Dataset records:

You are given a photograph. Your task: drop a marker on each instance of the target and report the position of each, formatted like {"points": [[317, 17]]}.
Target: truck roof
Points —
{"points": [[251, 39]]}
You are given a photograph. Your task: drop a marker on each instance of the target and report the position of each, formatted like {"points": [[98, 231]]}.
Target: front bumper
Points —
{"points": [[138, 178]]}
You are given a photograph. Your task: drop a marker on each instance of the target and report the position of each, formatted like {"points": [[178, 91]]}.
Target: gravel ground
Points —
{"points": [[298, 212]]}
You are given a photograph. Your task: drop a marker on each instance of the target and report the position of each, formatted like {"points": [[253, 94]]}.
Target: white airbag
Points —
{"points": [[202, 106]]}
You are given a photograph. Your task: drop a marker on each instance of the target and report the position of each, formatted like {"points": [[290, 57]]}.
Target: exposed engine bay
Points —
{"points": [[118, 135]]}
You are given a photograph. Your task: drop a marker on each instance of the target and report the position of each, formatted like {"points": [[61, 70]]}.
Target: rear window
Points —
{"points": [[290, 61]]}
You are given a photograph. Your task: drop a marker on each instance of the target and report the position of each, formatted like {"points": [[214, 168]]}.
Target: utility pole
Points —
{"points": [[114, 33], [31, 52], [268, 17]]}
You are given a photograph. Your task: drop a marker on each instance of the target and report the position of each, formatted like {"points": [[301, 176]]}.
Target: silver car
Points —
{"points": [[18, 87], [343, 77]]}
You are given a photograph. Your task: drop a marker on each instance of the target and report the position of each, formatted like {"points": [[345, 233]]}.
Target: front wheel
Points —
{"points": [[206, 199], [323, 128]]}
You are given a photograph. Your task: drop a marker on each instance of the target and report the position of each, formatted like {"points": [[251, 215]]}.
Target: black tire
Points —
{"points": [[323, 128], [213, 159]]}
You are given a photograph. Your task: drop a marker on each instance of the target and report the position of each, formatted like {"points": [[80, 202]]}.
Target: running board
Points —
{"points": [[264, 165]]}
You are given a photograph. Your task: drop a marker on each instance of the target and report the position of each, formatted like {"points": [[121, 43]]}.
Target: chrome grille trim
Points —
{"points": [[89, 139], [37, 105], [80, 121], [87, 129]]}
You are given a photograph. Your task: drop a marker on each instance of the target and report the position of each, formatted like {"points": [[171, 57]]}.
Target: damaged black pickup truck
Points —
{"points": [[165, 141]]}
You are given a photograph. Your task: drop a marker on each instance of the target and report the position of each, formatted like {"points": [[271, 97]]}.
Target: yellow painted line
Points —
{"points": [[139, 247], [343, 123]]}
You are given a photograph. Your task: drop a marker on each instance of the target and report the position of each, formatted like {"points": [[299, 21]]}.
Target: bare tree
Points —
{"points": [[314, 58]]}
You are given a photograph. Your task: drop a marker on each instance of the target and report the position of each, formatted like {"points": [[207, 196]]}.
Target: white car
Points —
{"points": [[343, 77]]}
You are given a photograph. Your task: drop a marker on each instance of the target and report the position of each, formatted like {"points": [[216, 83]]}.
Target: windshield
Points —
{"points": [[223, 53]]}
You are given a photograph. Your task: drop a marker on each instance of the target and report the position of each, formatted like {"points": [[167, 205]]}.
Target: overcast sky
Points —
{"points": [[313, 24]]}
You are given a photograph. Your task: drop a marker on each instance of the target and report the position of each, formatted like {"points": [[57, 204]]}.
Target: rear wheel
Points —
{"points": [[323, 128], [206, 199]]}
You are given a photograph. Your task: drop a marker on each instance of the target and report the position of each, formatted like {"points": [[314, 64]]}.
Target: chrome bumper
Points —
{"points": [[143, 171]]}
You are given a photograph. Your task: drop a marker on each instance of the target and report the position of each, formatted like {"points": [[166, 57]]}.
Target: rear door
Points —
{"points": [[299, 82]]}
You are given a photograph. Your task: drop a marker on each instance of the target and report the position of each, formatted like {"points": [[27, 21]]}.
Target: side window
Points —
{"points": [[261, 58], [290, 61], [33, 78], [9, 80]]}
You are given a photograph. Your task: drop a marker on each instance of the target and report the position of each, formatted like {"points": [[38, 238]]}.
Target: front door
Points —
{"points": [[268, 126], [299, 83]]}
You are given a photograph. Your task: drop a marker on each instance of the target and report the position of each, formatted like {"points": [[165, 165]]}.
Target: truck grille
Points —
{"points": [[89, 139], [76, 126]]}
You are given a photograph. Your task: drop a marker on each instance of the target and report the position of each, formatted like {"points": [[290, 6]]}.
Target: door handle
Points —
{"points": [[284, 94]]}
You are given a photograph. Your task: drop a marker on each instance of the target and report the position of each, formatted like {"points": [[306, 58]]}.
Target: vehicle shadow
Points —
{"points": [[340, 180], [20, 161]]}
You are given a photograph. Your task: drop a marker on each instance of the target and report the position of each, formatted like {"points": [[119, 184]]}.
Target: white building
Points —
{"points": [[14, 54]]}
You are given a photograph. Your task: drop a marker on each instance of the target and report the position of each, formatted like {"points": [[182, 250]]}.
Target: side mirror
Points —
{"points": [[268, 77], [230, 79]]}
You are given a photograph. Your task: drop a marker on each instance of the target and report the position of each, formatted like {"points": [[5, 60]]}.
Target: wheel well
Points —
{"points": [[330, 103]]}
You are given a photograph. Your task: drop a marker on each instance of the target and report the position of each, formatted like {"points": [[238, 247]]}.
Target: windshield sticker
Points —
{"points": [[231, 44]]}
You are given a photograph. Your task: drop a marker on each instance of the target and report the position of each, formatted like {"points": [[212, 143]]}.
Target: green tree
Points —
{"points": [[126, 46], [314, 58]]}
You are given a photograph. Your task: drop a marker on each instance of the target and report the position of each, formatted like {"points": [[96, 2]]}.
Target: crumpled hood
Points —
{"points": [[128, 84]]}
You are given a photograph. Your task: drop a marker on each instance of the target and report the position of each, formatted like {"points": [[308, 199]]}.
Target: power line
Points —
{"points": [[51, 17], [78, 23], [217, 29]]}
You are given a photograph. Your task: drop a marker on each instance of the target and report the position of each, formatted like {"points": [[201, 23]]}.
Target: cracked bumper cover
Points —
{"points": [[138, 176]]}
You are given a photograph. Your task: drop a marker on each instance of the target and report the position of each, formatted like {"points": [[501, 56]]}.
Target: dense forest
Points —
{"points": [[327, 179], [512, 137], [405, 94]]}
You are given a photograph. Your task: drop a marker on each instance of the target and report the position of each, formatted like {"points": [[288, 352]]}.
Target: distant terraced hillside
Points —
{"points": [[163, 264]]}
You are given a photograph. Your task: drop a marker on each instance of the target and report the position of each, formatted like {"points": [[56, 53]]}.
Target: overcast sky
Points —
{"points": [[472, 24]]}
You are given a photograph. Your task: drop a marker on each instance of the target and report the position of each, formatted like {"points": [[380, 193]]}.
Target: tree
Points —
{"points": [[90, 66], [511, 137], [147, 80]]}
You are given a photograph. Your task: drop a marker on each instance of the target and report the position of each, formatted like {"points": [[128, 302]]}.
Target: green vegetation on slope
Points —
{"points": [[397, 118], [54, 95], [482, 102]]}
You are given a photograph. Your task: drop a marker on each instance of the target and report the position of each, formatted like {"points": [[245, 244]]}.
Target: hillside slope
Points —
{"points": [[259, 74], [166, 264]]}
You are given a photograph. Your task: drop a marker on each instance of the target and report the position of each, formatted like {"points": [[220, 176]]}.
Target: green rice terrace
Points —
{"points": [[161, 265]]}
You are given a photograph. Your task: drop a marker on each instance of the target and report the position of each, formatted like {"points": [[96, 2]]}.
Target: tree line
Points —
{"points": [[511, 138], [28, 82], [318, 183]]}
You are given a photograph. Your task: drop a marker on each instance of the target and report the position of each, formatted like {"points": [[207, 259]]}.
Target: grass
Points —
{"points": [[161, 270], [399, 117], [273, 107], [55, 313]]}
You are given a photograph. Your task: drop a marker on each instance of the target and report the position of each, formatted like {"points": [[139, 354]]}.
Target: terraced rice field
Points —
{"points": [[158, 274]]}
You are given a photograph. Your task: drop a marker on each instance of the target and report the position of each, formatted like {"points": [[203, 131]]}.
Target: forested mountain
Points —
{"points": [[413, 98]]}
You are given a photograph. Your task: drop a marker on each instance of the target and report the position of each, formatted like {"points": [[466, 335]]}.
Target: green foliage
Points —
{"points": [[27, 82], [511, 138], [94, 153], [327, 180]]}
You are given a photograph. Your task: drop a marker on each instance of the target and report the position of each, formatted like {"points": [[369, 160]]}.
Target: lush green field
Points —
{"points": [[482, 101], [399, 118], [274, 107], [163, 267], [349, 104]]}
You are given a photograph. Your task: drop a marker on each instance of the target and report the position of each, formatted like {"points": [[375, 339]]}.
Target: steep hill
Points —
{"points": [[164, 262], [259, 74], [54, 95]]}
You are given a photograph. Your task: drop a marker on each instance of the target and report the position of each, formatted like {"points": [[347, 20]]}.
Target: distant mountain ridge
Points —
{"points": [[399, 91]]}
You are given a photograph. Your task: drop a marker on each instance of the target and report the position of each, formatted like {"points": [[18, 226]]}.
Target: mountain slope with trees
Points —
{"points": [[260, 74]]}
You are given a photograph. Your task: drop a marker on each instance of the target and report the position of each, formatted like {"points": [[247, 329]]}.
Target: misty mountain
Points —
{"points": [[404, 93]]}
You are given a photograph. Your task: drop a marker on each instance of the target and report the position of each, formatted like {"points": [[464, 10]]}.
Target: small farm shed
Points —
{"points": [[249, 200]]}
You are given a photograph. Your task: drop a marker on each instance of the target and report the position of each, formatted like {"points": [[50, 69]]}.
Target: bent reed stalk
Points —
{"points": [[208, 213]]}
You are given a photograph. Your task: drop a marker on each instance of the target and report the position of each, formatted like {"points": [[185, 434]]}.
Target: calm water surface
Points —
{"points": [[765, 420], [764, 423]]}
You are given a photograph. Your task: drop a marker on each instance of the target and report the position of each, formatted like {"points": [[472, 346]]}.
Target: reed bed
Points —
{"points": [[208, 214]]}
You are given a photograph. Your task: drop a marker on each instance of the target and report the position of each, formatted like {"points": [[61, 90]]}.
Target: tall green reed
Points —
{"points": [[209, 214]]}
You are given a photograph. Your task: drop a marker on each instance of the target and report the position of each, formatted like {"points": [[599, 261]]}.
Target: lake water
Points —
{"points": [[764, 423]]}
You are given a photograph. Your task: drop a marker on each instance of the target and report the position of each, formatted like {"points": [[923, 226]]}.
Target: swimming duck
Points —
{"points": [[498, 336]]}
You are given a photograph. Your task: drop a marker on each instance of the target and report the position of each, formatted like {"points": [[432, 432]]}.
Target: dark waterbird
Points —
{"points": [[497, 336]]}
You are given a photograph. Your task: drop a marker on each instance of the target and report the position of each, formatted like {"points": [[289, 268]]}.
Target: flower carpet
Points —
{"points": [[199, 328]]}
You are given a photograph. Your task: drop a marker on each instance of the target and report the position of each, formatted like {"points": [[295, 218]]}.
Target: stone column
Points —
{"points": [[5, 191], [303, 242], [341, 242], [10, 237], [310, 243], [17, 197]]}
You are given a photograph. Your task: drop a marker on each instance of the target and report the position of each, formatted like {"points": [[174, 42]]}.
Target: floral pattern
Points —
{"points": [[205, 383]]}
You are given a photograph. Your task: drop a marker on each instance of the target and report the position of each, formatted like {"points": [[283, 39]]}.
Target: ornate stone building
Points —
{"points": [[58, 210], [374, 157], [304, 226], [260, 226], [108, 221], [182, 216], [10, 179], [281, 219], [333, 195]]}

== Work order ==
Which lines of the data include the string "stone"? Find them and copy each one.

== Answer ==
Target: stone column
Target: ornate stone building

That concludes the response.